> _Task details_: Go to the line holding "Target: orange soup" in the data below. Return it and each line after it through the last, exactly, and skip the pictures.

> _Material supplied_:

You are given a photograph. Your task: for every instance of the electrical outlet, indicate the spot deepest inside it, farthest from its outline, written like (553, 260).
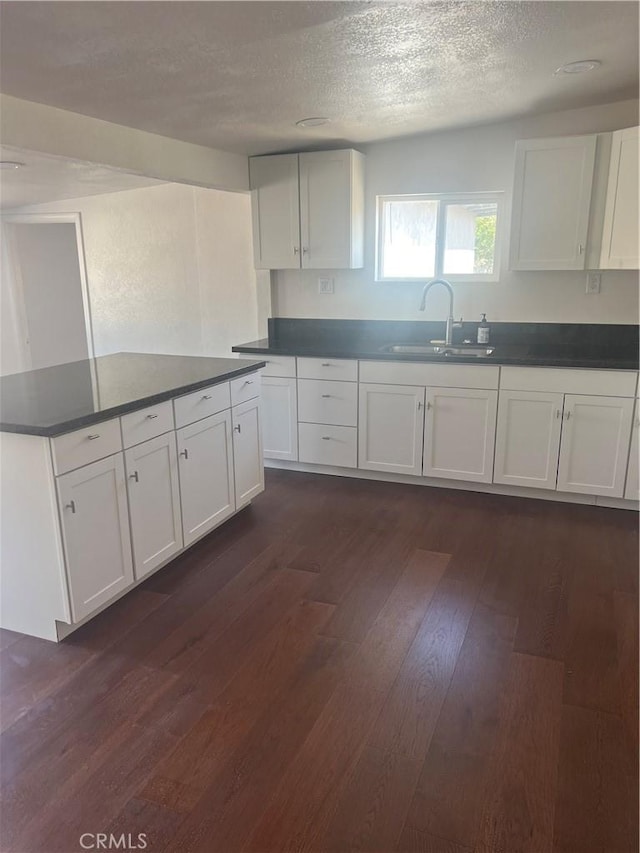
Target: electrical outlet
(594, 280)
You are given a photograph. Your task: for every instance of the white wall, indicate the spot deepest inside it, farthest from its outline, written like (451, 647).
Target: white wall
(474, 159)
(169, 269)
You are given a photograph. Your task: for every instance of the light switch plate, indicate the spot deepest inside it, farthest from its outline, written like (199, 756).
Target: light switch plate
(325, 285)
(594, 280)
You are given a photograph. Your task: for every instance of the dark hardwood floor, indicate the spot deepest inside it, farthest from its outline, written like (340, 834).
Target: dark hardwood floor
(345, 666)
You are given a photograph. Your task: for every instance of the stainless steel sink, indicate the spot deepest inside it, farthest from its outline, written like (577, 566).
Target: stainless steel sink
(444, 351)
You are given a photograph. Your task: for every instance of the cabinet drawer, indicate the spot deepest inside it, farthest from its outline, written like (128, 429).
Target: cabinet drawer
(328, 445)
(200, 404)
(146, 423)
(344, 369)
(245, 388)
(322, 401)
(74, 449)
(280, 365)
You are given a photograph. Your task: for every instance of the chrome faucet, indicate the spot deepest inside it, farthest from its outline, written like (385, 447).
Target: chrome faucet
(451, 325)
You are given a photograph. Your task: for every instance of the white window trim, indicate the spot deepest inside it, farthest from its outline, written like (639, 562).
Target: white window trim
(444, 199)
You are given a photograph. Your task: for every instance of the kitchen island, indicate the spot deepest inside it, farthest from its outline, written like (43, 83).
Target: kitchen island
(112, 466)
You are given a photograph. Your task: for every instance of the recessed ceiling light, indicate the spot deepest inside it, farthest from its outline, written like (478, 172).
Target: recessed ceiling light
(315, 121)
(578, 67)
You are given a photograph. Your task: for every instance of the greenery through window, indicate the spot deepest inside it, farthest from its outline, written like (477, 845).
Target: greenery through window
(424, 236)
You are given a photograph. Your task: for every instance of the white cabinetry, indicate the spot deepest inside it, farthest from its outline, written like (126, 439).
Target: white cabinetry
(391, 428)
(459, 434)
(632, 489)
(247, 452)
(206, 474)
(280, 417)
(528, 438)
(551, 203)
(308, 210)
(620, 238)
(154, 502)
(95, 531)
(594, 445)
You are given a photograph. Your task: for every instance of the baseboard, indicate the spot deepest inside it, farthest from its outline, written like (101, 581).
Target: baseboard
(463, 485)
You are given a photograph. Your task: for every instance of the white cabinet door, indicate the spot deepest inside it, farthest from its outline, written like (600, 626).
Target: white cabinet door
(275, 211)
(632, 489)
(95, 530)
(154, 502)
(247, 451)
(594, 446)
(331, 209)
(528, 439)
(205, 463)
(391, 427)
(459, 434)
(279, 418)
(551, 202)
(620, 239)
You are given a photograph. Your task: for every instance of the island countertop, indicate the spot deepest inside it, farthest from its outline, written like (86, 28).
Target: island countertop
(55, 400)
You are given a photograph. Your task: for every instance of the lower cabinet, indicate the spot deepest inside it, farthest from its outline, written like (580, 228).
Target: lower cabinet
(95, 532)
(247, 452)
(205, 462)
(391, 426)
(154, 502)
(594, 444)
(528, 439)
(632, 489)
(279, 417)
(459, 434)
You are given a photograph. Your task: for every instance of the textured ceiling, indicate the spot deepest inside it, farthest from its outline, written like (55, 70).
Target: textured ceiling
(54, 179)
(237, 75)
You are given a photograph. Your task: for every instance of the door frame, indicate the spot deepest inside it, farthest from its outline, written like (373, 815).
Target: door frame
(15, 287)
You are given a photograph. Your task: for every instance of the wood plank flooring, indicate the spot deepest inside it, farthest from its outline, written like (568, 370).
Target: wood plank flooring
(345, 666)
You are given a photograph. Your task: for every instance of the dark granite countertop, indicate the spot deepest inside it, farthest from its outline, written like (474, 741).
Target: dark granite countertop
(594, 346)
(59, 399)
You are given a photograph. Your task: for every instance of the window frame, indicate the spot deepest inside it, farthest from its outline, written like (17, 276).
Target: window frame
(444, 200)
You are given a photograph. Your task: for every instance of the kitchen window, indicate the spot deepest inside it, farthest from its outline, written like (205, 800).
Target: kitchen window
(427, 236)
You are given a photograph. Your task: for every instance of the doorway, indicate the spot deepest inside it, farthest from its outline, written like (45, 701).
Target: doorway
(47, 283)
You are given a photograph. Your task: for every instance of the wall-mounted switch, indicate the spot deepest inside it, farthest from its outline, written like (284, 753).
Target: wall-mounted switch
(325, 285)
(594, 280)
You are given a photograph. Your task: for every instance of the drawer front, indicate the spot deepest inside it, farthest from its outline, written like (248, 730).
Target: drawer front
(328, 445)
(146, 423)
(245, 388)
(200, 404)
(280, 365)
(83, 446)
(322, 401)
(483, 376)
(607, 383)
(343, 369)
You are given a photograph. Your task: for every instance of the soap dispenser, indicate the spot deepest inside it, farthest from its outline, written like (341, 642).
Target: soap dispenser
(483, 331)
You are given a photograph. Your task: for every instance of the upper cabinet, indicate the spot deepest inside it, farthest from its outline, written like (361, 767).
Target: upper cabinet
(551, 203)
(308, 210)
(620, 248)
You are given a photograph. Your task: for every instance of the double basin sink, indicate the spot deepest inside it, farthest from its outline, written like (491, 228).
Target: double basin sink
(441, 350)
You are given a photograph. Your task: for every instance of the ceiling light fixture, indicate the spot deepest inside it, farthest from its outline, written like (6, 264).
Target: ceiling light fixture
(578, 67)
(315, 121)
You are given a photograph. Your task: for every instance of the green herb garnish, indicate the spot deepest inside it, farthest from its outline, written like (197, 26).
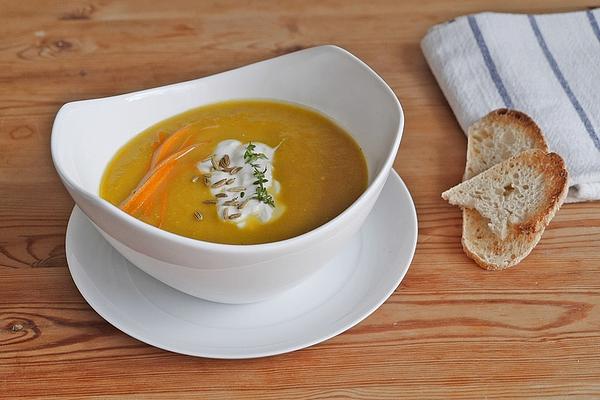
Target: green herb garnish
(261, 191)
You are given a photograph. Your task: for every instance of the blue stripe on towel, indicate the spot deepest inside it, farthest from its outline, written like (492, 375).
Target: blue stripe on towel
(489, 63)
(563, 82)
(594, 23)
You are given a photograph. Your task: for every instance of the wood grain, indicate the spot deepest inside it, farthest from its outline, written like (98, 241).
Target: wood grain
(450, 330)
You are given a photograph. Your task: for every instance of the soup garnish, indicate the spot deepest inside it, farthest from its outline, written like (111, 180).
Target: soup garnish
(238, 172)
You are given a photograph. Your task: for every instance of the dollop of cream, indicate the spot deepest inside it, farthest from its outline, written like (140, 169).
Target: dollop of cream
(232, 184)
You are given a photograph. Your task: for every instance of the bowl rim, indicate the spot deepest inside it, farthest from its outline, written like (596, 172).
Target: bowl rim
(206, 245)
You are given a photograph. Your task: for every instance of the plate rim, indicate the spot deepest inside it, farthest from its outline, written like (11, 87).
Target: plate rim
(360, 316)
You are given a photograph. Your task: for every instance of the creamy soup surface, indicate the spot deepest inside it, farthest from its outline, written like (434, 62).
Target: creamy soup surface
(238, 172)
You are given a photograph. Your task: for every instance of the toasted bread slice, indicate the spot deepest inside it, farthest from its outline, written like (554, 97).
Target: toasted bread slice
(496, 137)
(521, 194)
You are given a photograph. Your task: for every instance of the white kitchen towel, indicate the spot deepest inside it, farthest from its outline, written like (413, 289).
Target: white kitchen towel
(547, 66)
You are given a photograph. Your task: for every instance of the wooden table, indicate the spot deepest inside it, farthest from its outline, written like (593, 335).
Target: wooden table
(450, 329)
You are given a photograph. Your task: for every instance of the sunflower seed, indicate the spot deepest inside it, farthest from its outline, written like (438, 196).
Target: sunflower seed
(232, 203)
(213, 161)
(224, 162)
(219, 183)
(243, 203)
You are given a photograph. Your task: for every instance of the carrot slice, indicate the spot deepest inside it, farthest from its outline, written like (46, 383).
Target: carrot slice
(152, 181)
(168, 146)
(145, 191)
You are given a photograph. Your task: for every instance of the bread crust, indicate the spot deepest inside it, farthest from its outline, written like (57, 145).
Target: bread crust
(505, 116)
(525, 235)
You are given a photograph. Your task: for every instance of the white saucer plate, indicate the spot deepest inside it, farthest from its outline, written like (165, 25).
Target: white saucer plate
(332, 300)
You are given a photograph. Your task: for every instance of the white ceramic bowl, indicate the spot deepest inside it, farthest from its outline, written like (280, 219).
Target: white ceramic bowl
(86, 135)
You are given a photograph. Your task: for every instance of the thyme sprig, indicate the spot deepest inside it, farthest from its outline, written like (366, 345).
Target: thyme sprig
(250, 156)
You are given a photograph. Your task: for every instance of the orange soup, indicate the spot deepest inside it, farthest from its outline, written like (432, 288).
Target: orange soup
(238, 172)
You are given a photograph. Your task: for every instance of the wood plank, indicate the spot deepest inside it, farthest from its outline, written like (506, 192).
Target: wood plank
(450, 329)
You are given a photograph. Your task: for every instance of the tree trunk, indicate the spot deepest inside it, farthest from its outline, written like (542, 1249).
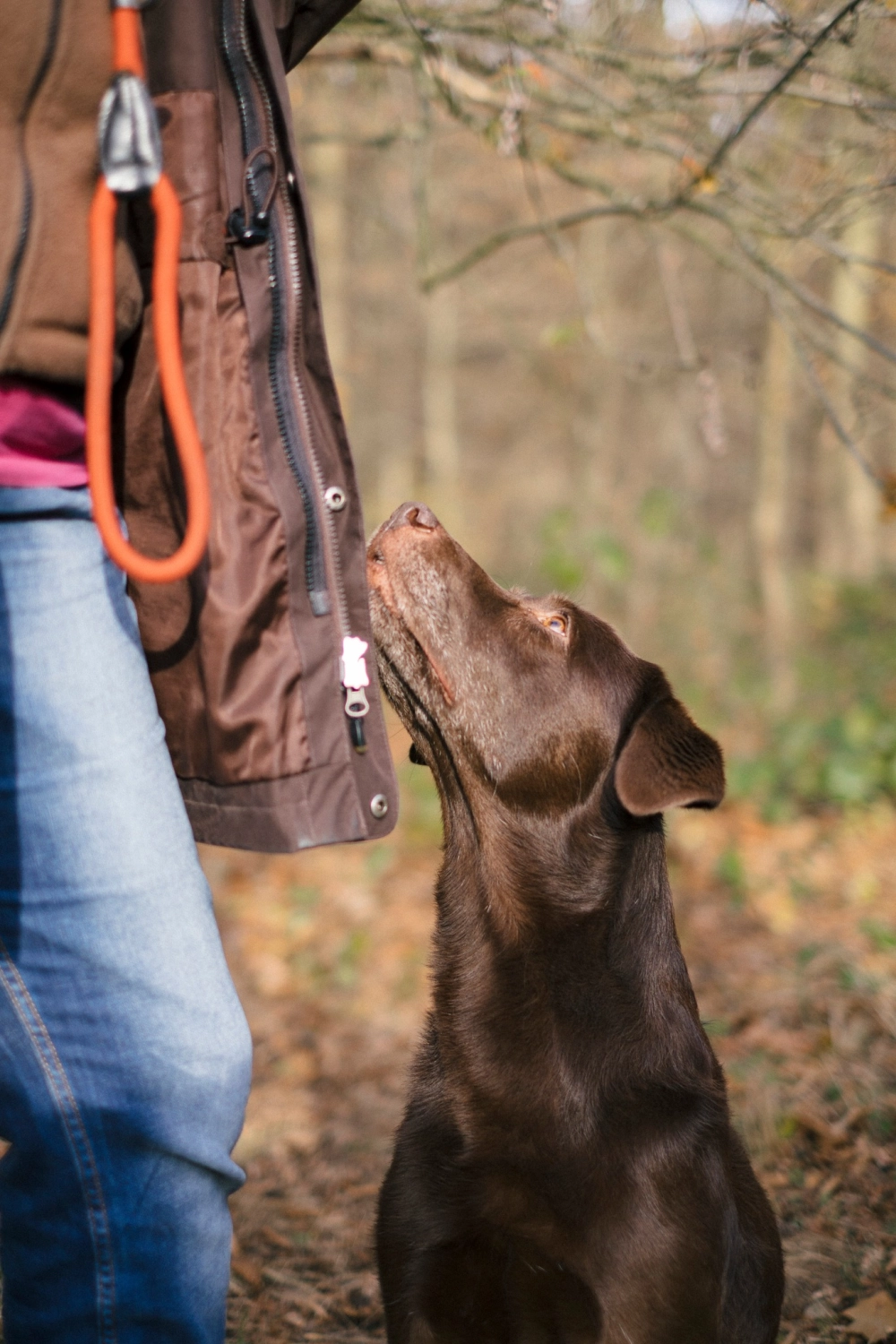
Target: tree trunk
(849, 521)
(441, 448)
(770, 518)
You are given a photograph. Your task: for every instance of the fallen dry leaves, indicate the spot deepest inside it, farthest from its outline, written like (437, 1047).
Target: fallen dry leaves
(874, 1317)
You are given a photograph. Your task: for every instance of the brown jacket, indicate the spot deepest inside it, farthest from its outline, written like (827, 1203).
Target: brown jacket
(245, 655)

> _Solution to the problem_:
Target: orange soup
(238, 172)
You are given a photograph. Your task: for every instance of the wood plank, indicate the spot deepest inside it, farthest from its outline, written like (506, 192).
Target: wood plank
(450, 329)
You are given a photograph. Your task: for every instance of the tree trunk, indicate the spot deepest inside it, farthest from its outline, written like (542, 1249).
Target: tree trunk
(849, 521)
(441, 448)
(770, 518)
You are given a photograph. Your task: for every instance of the fallen dry leaves, indicate the spot deepest inside it, farthest from its outline, written like (437, 1047).
Target: fallen dry leaves
(874, 1317)
You are given a photograph. Your task: for every instance of the brown jacket, indicate the spot deepest inside it, farthest from its outline, written like (827, 1203).
Target: brown jacket
(245, 655)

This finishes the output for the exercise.